• [Task directions] Can you extract, word for word, the lines of the records from the line holding "Every instance of the grand" through the end of the records, both ends included?

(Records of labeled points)
################

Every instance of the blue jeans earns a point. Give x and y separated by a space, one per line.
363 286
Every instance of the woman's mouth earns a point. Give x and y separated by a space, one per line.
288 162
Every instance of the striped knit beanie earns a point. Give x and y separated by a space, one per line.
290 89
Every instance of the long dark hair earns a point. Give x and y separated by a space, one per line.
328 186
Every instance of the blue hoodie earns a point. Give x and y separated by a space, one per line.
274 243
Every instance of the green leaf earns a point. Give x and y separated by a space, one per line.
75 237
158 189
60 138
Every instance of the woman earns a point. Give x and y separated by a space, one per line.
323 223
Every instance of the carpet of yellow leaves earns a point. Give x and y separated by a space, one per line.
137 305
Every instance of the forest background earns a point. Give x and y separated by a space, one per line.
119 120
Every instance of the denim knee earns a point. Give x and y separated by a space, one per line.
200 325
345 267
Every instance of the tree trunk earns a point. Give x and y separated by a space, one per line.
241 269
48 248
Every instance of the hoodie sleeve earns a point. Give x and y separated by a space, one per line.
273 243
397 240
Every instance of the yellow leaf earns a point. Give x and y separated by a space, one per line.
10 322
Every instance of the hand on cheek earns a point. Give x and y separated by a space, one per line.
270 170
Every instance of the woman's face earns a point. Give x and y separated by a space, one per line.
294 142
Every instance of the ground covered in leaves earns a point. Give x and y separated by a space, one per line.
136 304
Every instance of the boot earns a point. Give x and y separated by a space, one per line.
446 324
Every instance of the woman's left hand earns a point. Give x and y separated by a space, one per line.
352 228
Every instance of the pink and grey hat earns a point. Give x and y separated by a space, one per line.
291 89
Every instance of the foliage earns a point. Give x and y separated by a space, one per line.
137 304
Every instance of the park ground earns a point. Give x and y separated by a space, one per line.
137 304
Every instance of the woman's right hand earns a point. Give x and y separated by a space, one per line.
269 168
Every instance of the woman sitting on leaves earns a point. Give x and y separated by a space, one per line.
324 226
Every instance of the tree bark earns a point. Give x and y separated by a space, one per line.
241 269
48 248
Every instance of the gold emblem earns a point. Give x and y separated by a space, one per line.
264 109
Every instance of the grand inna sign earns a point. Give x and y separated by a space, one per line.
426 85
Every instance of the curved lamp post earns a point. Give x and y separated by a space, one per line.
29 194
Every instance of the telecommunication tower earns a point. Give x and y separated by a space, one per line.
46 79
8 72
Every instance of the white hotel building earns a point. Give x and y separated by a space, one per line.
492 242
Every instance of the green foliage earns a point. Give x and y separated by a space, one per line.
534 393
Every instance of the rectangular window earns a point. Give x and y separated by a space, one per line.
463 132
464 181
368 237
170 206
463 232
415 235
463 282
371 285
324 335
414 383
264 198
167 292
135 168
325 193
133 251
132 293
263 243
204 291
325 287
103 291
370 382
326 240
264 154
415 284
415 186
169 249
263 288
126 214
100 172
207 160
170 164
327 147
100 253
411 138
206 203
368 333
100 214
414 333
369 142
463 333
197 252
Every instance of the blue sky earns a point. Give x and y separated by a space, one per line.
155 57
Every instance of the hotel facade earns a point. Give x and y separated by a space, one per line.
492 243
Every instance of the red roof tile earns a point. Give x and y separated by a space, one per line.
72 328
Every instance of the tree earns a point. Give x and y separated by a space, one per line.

################

• [Full response]
Every instance of the grand inna sign earns a point. Give x and y separated by a space, one per line.
426 85
Every instance of the curved lamp post earns a point. Give x and y separated by a space, one per line.
29 194
Every instance of the telecommunication tower earns a point. Give x and y separated by a space, one per line.
46 79
8 72
Every instance of the white hotel building earns a point. Give x and y separated by a space, one per line.
492 242
Every instance of the green foliage earns a point. Give x and y separated by a space, one per line.
534 393
Every instance of the rectangular window earns a point. Give x and y separated by a space, one per line.
463 132
464 181
368 237
170 206
463 232
415 235
463 282
371 285
324 335
414 383
264 198
167 292
135 168
325 193
133 251
132 293
263 243
204 291
325 287
103 291
370 382
326 240
264 154
415 284
415 186
169 249
263 288
126 214
100 172
207 160
170 164
327 147
100 253
411 138
206 203
368 333
100 214
414 333
369 142
463 333
197 252
Every instance of the blue sky earns a point. Give x and y separated by a space, one per line.
155 57
Every instance of the hotel facade earns a point. Give x and y separated by a space, one per line.
492 243
Every instance of the red roof tile earns a point. Give x and y separated by a space, one per line.
72 328
Every instance of the tree earns a point. Give x and y separated by a space, one per line.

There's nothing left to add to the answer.